**Task brief:** Find the line holding "Query: purple-tinged shell" in the entries below. Give it again exactly, along with every line after it up to and including the line holding "Query: broken shell fragment".

**Collected data entries:**

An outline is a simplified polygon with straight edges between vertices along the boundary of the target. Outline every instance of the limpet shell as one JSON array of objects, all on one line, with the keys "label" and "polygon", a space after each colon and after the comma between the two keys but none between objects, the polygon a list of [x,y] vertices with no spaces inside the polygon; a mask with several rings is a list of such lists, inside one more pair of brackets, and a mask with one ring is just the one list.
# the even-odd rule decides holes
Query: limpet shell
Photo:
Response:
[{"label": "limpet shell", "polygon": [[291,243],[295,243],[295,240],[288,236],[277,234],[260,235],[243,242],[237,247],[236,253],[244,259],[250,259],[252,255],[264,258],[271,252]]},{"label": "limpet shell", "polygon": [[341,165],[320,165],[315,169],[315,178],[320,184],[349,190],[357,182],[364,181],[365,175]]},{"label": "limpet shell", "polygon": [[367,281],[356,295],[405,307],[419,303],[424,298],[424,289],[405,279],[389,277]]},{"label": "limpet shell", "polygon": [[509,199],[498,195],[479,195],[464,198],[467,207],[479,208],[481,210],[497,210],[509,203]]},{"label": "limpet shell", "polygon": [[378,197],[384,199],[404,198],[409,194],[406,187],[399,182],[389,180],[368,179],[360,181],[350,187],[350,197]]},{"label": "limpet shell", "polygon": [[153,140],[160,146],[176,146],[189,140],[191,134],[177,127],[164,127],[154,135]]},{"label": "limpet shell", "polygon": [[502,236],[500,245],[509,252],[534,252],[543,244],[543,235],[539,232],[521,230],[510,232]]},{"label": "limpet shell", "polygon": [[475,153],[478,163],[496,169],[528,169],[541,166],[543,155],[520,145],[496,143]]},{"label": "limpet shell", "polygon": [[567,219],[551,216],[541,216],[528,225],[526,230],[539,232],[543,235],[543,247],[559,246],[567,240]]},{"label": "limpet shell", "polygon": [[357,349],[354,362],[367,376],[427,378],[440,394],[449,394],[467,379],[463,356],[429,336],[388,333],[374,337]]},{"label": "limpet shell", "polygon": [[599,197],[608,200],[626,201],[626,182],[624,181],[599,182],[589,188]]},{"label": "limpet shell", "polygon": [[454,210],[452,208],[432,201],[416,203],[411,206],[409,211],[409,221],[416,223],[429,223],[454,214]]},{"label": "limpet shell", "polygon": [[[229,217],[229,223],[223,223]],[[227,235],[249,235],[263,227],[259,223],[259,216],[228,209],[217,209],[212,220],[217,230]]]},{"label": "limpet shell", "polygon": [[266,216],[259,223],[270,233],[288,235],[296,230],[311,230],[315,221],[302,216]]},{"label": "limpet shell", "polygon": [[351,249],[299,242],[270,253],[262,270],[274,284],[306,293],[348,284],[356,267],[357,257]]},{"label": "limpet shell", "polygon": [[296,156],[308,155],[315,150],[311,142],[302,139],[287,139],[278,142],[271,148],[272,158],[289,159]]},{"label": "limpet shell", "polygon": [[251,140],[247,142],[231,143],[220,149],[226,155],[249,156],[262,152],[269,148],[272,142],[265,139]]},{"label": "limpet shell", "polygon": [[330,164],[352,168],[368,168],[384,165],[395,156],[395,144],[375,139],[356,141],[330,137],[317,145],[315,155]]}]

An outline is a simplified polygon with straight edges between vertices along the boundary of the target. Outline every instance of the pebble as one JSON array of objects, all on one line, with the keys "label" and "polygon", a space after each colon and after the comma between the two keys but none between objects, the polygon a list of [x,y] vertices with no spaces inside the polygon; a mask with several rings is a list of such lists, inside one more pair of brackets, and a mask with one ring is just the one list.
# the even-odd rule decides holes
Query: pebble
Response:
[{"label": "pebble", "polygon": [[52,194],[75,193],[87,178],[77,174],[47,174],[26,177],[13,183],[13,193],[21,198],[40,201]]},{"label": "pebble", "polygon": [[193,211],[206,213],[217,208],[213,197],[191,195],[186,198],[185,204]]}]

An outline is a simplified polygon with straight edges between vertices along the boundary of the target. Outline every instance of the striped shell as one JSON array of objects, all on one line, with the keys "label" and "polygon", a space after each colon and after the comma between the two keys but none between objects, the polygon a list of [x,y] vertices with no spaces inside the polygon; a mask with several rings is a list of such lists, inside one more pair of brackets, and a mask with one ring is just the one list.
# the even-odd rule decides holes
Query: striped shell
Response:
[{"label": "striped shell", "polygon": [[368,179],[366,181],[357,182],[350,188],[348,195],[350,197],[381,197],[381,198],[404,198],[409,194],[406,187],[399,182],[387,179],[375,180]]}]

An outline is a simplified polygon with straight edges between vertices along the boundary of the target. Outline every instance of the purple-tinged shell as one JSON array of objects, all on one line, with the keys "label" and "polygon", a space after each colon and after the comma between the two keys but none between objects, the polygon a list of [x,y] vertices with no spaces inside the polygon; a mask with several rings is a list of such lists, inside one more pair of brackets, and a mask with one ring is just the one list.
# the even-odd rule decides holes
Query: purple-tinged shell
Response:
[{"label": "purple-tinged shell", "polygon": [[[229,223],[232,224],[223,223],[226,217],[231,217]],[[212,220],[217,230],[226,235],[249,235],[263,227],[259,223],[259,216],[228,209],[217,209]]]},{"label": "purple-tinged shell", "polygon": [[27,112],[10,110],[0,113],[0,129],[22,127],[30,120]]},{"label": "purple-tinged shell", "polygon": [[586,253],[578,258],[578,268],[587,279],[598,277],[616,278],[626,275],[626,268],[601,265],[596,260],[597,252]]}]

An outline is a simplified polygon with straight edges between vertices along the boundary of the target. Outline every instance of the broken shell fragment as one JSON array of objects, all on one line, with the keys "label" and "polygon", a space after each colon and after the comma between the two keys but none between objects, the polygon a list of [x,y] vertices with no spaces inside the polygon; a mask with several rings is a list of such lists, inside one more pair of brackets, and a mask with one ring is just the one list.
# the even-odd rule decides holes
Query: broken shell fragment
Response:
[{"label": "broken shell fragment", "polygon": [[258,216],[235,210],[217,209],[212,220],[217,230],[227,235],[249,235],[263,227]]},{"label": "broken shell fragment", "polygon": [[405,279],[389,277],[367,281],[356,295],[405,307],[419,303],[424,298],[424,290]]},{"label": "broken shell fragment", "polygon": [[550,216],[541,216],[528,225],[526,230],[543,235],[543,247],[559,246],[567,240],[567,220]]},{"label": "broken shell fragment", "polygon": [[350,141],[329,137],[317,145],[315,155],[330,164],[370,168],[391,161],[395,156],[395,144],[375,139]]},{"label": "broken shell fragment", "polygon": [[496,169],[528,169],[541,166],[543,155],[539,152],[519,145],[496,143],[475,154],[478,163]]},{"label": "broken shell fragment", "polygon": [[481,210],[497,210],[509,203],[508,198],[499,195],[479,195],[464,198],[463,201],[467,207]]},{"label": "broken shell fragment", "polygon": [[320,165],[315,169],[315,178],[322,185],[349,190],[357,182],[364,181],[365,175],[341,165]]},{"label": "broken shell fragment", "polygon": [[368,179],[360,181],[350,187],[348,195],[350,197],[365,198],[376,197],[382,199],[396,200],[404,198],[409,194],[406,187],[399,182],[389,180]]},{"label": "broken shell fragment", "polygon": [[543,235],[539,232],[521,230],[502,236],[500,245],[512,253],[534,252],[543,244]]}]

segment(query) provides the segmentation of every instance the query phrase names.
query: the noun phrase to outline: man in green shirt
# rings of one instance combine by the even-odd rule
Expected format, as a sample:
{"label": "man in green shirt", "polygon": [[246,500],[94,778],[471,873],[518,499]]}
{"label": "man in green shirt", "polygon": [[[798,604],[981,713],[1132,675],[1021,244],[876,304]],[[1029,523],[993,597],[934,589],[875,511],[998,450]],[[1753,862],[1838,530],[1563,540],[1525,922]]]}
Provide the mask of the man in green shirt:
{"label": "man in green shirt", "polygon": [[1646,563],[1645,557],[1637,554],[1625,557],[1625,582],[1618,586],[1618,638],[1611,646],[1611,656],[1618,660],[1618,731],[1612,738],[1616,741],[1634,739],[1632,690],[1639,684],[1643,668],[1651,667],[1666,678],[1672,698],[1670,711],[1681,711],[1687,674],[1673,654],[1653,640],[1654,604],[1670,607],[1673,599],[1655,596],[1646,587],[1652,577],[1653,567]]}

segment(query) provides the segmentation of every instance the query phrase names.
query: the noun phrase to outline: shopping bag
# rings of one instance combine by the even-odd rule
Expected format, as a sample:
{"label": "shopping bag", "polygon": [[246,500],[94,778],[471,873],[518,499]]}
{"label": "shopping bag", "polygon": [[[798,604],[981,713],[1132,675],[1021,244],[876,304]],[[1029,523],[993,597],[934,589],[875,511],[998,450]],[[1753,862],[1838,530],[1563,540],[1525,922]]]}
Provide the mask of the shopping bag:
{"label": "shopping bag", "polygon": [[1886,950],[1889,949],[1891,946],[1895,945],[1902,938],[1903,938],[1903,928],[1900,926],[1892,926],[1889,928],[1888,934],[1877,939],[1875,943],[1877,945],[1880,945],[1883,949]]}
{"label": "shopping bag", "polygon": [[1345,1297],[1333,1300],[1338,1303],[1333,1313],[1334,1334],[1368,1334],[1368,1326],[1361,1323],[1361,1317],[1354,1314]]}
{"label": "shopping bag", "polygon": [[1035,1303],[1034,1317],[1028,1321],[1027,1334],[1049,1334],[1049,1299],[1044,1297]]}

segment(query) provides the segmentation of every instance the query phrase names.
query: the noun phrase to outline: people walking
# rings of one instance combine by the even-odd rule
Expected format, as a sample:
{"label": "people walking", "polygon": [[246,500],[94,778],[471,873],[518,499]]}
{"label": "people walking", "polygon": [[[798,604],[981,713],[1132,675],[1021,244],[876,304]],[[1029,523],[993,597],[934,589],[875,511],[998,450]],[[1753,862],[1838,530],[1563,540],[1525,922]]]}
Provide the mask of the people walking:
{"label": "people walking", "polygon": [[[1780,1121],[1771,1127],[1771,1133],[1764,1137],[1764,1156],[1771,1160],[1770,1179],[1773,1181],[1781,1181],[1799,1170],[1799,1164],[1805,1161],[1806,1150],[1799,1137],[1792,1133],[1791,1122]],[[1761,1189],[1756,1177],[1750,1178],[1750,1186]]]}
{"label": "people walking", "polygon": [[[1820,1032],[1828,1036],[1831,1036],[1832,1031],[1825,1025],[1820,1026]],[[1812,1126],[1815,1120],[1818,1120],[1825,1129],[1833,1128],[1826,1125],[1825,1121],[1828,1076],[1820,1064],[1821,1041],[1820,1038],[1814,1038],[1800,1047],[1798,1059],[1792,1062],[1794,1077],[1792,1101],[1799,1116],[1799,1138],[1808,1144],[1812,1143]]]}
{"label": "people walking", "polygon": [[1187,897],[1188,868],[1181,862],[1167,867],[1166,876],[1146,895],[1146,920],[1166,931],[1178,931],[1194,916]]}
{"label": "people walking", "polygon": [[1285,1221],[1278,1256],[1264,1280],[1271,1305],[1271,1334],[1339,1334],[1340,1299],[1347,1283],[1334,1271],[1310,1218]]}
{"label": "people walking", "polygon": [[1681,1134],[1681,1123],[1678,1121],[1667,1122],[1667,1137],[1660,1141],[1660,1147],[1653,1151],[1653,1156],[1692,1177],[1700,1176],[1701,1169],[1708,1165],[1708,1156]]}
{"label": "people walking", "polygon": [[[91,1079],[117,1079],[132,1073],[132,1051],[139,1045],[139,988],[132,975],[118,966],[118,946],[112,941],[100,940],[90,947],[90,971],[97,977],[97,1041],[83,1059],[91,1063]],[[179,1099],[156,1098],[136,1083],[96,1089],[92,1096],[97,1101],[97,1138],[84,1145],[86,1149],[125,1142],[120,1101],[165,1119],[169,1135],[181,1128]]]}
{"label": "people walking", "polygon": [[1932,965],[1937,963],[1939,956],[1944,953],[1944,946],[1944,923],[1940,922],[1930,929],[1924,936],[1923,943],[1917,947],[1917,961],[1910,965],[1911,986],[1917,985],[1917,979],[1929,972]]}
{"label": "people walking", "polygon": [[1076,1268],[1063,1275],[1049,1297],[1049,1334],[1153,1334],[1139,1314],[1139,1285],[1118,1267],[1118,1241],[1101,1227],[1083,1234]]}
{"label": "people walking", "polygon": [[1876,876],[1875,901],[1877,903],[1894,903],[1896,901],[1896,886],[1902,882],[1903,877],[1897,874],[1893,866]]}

**Written answer:**
Query: purple-tinged shell
Response:
[{"label": "purple-tinged shell", "polygon": [[[229,223],[232,224],[223,223],[226,217],[231,217]],[[212,220],[217,230],[226,235],[249,235],[263,227],[259,223],[259,216],[228,209],[217,209]]]},{"label": "purple-tinged shell", "polygon": [[27,112],[10,110],[0,113],[0,129],[22,127],[30,120]]},{"label": "purple-tinged shell", "polygon": [[586,253],[578,258],[578,268],[587,279],[598,277],[616,278],[626,275],[626,268],[601,265],[596,260],[597,252]]}]

An outline is a simplified polygon with straight edges between vertices along the boundary of the target. Outline every instance of the broken shell fragment as one JSON array of objects, all on one line, with the keys "label" and "polygon", a space after each colon and after the comma between the two keys but none between objects, the polygon a list of [x,y] vertices with no spaces inside the polygon; a mask with several rings is a list of such lists, inside one more pair of brackets, and a mask with one ring is just the one list.
# the even-odd rule decides holes
Query: broken shell fragment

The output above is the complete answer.